* _THE RECORDS_

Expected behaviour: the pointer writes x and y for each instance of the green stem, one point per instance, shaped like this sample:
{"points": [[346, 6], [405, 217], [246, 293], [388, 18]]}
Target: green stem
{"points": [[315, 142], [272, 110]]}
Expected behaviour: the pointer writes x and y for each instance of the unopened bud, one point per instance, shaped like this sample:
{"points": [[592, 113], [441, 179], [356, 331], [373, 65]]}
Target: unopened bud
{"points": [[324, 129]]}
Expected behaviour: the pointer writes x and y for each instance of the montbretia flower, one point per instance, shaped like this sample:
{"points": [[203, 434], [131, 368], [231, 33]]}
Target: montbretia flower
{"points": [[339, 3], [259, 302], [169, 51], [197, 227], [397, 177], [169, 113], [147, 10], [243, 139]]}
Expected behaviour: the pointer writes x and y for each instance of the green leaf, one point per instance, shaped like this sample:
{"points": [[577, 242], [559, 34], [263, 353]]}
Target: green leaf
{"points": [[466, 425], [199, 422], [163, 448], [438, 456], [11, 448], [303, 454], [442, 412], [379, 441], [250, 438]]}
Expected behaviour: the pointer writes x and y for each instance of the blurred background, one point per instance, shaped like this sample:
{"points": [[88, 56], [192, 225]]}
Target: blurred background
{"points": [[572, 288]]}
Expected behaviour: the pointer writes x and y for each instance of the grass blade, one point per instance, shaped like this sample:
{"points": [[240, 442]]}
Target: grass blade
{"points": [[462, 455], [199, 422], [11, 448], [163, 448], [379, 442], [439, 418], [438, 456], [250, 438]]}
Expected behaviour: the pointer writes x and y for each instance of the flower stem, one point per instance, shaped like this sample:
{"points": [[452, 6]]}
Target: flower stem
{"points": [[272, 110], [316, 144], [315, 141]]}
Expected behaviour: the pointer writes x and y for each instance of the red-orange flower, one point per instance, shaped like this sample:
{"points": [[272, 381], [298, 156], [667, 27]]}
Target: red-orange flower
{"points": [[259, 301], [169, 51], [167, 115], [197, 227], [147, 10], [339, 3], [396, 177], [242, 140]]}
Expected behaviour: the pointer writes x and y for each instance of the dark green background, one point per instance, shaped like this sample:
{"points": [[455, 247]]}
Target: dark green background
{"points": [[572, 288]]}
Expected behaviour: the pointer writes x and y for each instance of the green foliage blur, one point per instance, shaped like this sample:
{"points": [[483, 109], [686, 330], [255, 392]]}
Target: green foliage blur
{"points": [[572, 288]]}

==

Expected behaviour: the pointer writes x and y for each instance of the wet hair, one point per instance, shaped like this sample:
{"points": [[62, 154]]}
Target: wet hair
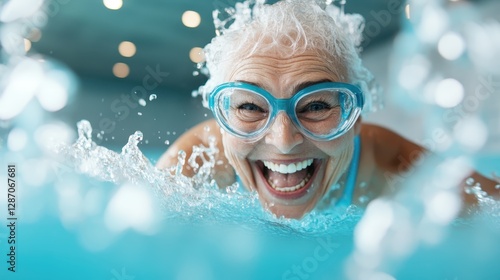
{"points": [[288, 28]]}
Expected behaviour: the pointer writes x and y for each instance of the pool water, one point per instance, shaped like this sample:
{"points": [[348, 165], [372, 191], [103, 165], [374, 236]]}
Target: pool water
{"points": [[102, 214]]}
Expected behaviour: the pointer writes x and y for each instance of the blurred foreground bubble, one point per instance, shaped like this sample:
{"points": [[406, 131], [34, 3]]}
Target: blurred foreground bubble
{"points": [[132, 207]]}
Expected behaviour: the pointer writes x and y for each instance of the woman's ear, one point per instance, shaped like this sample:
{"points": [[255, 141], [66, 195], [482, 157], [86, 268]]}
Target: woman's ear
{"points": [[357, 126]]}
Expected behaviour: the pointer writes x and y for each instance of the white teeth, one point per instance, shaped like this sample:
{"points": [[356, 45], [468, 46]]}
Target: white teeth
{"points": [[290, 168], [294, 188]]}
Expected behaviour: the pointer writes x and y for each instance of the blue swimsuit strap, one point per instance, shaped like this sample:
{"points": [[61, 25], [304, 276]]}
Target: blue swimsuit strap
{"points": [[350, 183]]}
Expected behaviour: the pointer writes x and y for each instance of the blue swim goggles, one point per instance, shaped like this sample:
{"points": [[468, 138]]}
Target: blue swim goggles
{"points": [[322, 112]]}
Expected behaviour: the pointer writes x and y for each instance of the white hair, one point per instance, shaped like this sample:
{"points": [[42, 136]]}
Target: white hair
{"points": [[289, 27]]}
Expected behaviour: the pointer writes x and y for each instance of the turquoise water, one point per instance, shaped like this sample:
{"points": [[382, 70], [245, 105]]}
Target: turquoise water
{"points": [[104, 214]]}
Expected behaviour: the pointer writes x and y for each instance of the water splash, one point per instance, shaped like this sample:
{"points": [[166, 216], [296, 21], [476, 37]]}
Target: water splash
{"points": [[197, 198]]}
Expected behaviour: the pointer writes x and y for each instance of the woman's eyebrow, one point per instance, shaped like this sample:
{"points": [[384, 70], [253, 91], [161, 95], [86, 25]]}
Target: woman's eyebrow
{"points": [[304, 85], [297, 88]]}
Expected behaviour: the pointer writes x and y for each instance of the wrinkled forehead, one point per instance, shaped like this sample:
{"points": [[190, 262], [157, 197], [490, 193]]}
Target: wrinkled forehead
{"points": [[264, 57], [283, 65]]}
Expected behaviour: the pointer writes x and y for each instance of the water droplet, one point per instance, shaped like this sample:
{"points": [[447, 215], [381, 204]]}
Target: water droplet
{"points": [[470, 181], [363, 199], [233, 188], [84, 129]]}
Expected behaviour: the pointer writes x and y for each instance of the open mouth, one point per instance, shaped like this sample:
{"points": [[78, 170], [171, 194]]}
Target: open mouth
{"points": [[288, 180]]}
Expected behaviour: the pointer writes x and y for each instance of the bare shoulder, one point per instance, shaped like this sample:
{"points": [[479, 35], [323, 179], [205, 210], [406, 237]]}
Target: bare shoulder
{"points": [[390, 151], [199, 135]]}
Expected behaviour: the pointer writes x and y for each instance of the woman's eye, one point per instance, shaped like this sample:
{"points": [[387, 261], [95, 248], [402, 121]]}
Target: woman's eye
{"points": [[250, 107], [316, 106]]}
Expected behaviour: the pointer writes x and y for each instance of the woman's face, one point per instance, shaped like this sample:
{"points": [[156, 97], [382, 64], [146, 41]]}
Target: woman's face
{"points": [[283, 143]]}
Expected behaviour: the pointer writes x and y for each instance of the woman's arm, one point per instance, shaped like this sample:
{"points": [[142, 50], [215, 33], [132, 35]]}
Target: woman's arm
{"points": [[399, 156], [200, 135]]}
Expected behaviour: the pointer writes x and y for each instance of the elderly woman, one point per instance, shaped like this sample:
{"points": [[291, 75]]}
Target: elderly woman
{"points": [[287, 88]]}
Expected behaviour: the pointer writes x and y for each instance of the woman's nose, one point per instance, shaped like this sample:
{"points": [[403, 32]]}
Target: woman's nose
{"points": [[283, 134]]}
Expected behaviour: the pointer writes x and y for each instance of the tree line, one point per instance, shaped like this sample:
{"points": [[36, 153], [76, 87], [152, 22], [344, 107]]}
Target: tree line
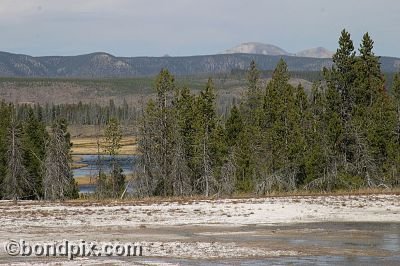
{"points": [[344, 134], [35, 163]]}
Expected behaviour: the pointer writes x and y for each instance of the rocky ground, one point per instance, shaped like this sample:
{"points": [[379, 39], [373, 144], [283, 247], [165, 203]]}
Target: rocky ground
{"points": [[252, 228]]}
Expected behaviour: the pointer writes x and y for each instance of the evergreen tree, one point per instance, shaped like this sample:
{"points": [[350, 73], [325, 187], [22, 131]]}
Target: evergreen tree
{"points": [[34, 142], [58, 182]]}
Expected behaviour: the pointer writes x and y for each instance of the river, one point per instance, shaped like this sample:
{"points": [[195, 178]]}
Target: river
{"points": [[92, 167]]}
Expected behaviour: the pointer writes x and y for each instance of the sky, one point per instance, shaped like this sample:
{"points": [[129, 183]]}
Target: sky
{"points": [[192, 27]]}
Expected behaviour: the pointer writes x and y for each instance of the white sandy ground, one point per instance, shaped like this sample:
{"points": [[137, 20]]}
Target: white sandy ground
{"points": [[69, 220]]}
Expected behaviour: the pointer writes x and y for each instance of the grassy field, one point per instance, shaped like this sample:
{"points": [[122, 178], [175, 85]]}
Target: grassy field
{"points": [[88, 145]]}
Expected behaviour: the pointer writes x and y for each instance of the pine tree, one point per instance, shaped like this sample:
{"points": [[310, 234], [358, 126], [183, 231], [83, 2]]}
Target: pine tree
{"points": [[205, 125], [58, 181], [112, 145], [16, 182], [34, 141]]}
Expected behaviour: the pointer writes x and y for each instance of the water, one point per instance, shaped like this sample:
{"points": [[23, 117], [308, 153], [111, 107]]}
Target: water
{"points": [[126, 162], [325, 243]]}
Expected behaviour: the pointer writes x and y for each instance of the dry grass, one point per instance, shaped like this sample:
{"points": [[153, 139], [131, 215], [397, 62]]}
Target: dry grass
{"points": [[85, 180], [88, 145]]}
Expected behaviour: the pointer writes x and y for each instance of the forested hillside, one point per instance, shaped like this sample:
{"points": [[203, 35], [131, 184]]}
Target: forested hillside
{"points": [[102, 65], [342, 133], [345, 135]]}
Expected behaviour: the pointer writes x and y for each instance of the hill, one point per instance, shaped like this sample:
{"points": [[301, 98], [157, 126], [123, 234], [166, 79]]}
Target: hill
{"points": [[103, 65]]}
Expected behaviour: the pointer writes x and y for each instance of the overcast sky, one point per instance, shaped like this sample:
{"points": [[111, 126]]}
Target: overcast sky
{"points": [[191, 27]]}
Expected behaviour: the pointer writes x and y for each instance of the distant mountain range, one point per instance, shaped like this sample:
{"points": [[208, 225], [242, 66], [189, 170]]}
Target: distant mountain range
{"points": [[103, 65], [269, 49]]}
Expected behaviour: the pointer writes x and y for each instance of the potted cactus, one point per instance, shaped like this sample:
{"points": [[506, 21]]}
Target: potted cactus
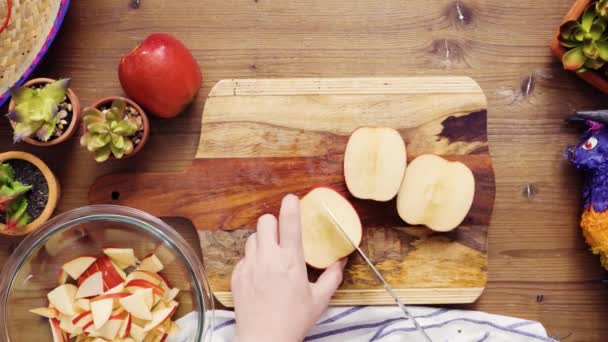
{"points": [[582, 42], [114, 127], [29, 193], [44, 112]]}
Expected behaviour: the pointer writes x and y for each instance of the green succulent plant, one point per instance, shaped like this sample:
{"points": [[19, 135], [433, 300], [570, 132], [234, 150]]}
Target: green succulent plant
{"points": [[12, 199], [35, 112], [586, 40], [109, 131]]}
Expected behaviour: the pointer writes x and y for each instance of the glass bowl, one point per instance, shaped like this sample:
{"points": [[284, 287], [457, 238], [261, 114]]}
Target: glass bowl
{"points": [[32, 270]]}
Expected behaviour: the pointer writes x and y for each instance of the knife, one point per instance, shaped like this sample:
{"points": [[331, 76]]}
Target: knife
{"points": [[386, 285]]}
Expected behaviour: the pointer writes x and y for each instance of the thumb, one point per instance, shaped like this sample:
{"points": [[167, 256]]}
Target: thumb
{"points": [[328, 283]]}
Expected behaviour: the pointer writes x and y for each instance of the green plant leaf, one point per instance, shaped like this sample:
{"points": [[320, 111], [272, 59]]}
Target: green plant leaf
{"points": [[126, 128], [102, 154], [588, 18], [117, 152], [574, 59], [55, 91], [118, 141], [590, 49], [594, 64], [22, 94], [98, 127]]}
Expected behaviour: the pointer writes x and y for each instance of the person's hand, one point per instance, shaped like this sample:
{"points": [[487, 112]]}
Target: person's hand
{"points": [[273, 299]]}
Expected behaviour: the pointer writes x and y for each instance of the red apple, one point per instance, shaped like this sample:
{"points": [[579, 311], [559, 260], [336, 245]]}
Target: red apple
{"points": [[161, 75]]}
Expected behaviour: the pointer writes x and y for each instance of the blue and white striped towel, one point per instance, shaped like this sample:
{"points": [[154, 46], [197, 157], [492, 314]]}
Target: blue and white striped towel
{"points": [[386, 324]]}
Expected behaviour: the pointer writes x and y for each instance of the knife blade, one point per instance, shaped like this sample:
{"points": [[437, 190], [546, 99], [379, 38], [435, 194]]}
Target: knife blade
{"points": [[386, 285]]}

* _THE EXERCISE_
Rewrite the entries from the line containing "of the red-orange" up to and including the line containing "Target: red-orange flower", replacing "red-orange" with "scarlet" and leaving everything else unchanged.

* _FINAL RESULT_
Expected behaviour: the pointer writes x and y for each instance of the scarlet flower, one point per instance, shaped like this sample:
{"points": [[272, 381], [298, 156], [667, 27]]}
Target: scarlet flower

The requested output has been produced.